Thoughts After Getting Fired From My First Real Job

Thoughts After Getting Fired From My First Real Job

As the title suggests, I’m currently unemployed. Being fired just a few weeks prior to the Presidential Election, along with the results, is enough to have even the most level-headed person flirting with the idea of taking a nice, long bath with a toaster, but not me. Luckily, I share an apartment with two fraternity brothers and we pay less than $1,000 per month total. I’ve been able to save a good chunk of money because of this, so I’m not terribly worried about my (hopefully) short-term unemployment. This is a stark difference than the position I was in almost a year ago.

I graduated from a state school where I majored in Finance and minored in Accounting, so I’m optimistic I can find something in my field quickly. Although I got fired from my first job, I think the experience that I gained over the last 9 months was worth the humility of breaking the news to my parents. The experience that I’m talking about isn’t something that I’d put on my resume or LinkedIn (shouts to Dave on accepting my connection though), but is something that I’ll take into careful consideration before accepting my next job offer.

After graduation, I moved back in with my parents but hadn’t sent a single resume to a company in my lovely hometown, Omaha. I had grandiose plans in Kansas City. Plus, my dad had converted my room into his new home office and workout room so I didn’t feel too welcome. As I sent resumes out to any and every company I could think of in Kansas City one thing became apparent – scheduling interviews would be much easier if I actually lived there.

The next thing that happened is very foreshadowing to the next year of my life. A few phone calls were made and the next thing I knew I was driving around Kansas City with one of my fraternity brothers looking for some place to call home. Instead of aimlessly driving around, we decided to use Starbuck’s free Wi-Fi to scout some new places. We found an apartment on Craigslist for the low, gave it a visit and the day before signing, added a third roommate. My two roommates already had jobs lined up and needed to move in immediately, so I was locked into a 13-month lease without a job and less than $300 in my bank account.
*****
**Problem requirements:**
Reproduce the full essay about getting fired from a first real job, word for word.

**Source data:**
*****
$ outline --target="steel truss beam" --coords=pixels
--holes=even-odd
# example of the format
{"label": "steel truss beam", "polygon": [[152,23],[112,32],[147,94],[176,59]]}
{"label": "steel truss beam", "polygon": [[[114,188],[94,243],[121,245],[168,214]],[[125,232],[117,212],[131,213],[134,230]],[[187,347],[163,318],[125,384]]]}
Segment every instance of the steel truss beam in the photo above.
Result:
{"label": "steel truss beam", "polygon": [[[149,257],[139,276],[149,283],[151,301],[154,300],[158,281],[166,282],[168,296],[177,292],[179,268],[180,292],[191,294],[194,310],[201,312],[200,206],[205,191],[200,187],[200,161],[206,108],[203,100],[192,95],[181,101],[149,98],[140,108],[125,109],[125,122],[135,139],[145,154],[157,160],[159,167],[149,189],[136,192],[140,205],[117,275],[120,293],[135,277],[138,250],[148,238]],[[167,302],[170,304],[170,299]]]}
*****
**Response to this task:**
Thoughts After Getting Fired From My First Real Job

Thoughts After Getting Fired From My First Real Job

As the title suggests, I’m currently unemployed. Being fired just a few weeks prior to the Presidential Election, along with the results, is enough to have even the most level-headed person flirting with the idea of taking a nice, long bath with a toaster, but not me. Luckily, I share an apartment with two fraternity brothers and we pay less than $1,000 per month total. I’ve been able to save a good chunk of money because of this, so I’m not terribly worried about my (hopefully) short-term unemployment. This is a stark difference than the position I was in almost a year ago.

I graduated from a state school where I majored in Finance and minored in Accounting, so I’m optimistic I can find something in my field quickly. Although I got fired from my first job, I think the experience that I gained over the last 9 months was worth the humility of breaking the news to my parents. The experience that I’m talking about isn’t something that I’d put on my resume or LinkedIn (shouts to Dave on accepting my connection though), but is something that I’ll take into careful consideration before accepting my next job offer.

After graduation, I moved back in with my parents but hadn’t sent a single resume to a company in my lovely hometown, Omaha. I had grandiose plans in Kansas City. Plus, my dad had converted my room into his new home office and workout room so I didn’t feel too welcome. As I sent resumes out to any and every company I could think of in Kansas City one thing became apparent – scheduling interviews would be much easier if I actually lived there.

The next thing that happened is very foreshadowing to the next year of my life. A few phone calls were made and the next thing I knew I was driving around Kansas City with one of my fraternity brothers looking for some place to call home. Instead of aimlessly driving around, we decided to use Starbuck’s free Wi-Fi to scout some new places. We found an apartment on Craigslist for the low, gave it a visit and the day before signing, added a third roommate. My two roommates already had jobs lined up and needed to move in immediately, so I was locked into a 13-month lease without a job and less than $300 in my bank account.